• **Text extract**
· · · ·

My360plus gathers feedback on the frequency of observed behaviour at various objectively defined ‘levels’ of behaviour.

We were asked by a client last week if we could remove from our questionnaire the statements that probe ‘strategic’ level behaviour on the grounds that the relatively junior managers we are working with “can’t influence the strategy”. Our reply was that Level 5, or strategic level, behaviour is relevant for even the most junior team members.

In the Schroder framework the behaviours at Level 5 are the actions an individual takes to promote the high performance behaviour in others, even when they themselves are not there. Putting in place a system or process that enables the behaviour to happen (to be ‘done’ by others), even if the instigator is not present, is Level 5 behaviour. An example here for Level 5 Information Search might be setting up a monthly survey to gather information relevant to a project or process. The information gathering will now happen regularly, whether or not the instigator is present. Similarly a system or process that encourages a culture or value for a behaviour may also be Level 5. Level 5 Flexible Thinking might be introducing a team ‘rule’ that whenever the team is coming up with ideas, options or solutions, there always has to be at least four or five viable options on the table instead of the normal two or three. This encourages the development in that team of a culture of leaving no option unexplored rather than just going with the standard options that present themselves (and may not move the team/company/project on).

In practice this Level 5 or strategic behaviour can lead to significant performance improvements, especially if other high level behaviour is present in the same person or team – this is what we mean when we give an individual or a team a rating of ‘Strategic Strength’. That Level 5 Information Search survey may lead to an important trend being spotted, the root cause of a problem being identified or a new market opening, especially if combined with high level Idea Creation. That Level 5 Flexible Thinking may lead to an innovative new approach to delivery or a more robust solution to a problem.

So while we call it strategic-level behaviour, it’s not necessarily about the strategy of the business, although it will most certainly have a positive impact on this, too, in the longer term.

Most people have the potential to work at Level 5 in a handful of behaviours, whatever their rank within the organisation. And pretty much everyone can help promote high level behaviour in others, even if it’s just regularly reiterating how important that behaviour is. In fact, putting in place a communications or development programme to help every individual within the organisation understand their potential and know that it is valued, regardless of rank, is also potentially strategic behaviour.

· · · ·

• **Your tasks**
(1) Decide whether each statement agrees with the text on strategic-level behaviour. Answer yes or no for each, and quote the words of the text that settle it.
(a) A client asked for the statements probing strategic level behaviour to be removed from the questionnaire.
(b) The Level 5 Flexible Thinking rule asks for two or three options to be on the table.
(c) Strategic-level behaviour is necessarily about the strategy of the business.
(2) Count the lines of the records that contain the string "polygon", matching case exactly, and give only the number.
The text on strategic-level behaviour and the records that come after it are unrelated material.

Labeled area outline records

· · · ·

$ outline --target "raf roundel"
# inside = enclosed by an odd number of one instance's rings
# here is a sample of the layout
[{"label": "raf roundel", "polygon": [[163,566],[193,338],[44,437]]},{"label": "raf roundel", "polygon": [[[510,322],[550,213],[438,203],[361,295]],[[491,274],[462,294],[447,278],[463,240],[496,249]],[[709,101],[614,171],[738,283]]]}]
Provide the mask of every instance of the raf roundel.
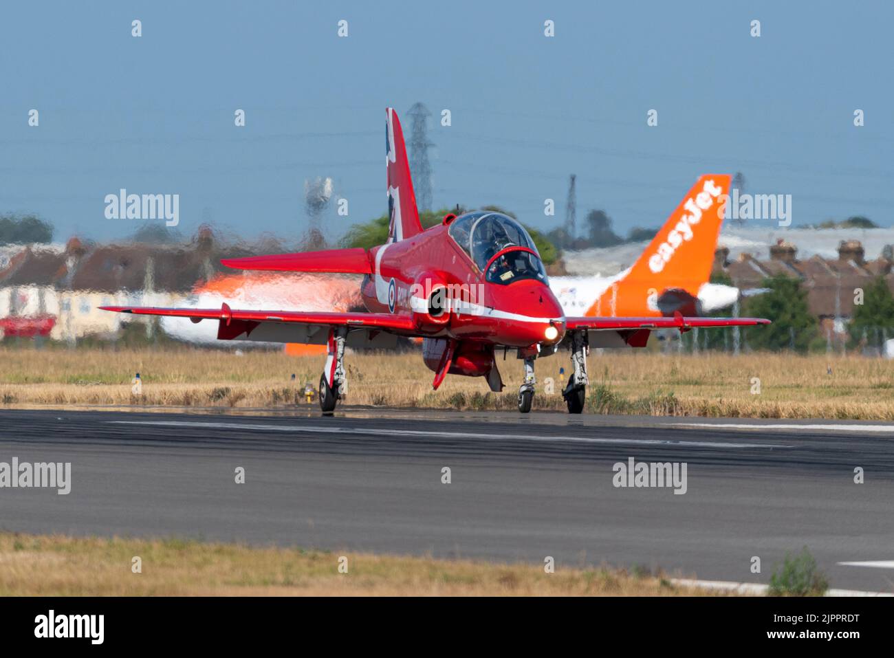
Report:
[{"label": "raf roundel", "polygon": [[394,286],[394,279],[388,282],[388,310],[394,312],[394,301],[397,299],[397,291]]}]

· · · ·

• **Solved tasks**
(1)
(a) Yes: "We were asked by a client last week if we could remove from our questionnaire the statements that probe ‘strategic’ level behaviour"
(b) No: "there always has to be at least four or five viable options on the table instead of the normal two or three"
(c) No: "it’s not necessarily about the strategy of the business"

(2) 2